Records provided:
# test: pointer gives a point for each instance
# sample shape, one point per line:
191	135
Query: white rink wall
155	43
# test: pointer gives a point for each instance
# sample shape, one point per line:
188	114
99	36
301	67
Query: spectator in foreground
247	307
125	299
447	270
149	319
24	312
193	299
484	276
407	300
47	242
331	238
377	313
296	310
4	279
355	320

==

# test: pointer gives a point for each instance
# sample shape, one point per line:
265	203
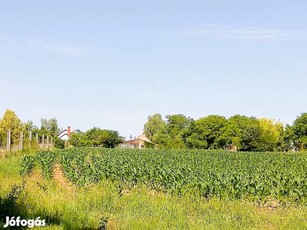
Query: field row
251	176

Brief: Pick out each line in the items above that contains the word "Query", with capitalization matching exactly, and copy those lines.

Full answer:
Query: white rink wall
Query: spectator in foreground
Query: field row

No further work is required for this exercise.